• TASK GOAL
From the entries that follow, gather each line holding the word "algae".

[DATA SUPPLIED — start]

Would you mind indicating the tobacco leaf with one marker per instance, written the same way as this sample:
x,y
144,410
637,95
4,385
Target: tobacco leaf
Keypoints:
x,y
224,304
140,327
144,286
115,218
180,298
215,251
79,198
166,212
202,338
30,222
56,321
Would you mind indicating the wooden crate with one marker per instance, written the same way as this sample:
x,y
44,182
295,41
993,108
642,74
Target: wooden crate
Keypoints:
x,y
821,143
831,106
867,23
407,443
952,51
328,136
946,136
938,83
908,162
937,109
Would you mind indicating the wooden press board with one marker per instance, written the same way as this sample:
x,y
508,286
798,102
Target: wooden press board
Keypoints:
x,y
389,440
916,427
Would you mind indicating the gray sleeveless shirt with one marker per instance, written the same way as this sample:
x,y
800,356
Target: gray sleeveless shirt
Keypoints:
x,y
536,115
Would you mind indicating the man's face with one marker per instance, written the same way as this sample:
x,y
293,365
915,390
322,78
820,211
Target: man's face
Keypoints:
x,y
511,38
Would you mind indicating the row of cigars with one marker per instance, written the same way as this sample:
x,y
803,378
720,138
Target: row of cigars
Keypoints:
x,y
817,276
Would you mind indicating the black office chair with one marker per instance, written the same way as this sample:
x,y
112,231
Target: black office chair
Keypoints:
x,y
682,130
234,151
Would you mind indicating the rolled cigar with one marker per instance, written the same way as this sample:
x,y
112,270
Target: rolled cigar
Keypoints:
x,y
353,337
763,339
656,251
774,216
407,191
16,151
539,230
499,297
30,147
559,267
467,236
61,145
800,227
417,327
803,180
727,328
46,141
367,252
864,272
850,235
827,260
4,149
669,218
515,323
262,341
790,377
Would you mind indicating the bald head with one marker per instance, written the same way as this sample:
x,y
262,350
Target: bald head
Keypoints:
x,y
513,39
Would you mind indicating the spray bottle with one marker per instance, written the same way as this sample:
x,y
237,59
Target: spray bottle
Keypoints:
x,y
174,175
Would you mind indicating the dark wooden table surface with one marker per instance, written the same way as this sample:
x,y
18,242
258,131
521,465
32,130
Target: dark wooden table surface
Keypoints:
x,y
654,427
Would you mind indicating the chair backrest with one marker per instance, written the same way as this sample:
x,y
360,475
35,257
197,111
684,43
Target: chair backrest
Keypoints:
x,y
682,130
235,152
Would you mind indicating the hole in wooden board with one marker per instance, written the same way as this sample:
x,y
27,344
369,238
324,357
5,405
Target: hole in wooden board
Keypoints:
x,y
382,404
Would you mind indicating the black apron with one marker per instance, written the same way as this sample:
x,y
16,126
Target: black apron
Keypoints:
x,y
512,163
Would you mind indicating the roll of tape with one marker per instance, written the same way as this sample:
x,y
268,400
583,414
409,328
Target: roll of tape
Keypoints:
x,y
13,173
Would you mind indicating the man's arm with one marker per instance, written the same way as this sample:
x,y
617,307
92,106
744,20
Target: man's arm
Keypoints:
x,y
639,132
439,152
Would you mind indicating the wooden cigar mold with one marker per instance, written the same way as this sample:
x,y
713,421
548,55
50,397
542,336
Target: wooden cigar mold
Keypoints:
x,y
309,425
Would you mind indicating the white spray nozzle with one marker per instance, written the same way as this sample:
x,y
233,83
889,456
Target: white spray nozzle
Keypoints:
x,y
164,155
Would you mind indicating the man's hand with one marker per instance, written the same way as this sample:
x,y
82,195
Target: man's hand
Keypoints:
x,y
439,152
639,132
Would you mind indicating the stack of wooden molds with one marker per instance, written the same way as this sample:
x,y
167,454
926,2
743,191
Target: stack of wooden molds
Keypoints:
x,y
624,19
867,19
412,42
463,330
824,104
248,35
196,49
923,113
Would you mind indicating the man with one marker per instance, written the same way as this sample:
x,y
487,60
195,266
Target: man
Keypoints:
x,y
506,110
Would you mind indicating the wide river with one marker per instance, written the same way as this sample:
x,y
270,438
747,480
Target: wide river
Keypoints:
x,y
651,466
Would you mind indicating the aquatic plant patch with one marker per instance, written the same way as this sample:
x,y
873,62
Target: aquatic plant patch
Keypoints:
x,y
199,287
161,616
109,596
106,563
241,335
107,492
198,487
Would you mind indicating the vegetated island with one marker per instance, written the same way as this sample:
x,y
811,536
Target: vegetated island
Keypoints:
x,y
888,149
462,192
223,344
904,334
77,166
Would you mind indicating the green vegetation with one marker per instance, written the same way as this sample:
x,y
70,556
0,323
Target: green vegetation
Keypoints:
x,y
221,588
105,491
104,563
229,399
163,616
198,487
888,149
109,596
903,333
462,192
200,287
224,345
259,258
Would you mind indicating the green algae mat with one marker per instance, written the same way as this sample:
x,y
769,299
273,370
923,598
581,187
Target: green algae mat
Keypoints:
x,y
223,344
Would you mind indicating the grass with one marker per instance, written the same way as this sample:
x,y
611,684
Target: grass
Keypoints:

[DATA SUPPLIED — finish]

• THE ANSWER
Would you mind indicating the green algae mat with one marker per instance, written the same way as this sample:
Target: green algae mat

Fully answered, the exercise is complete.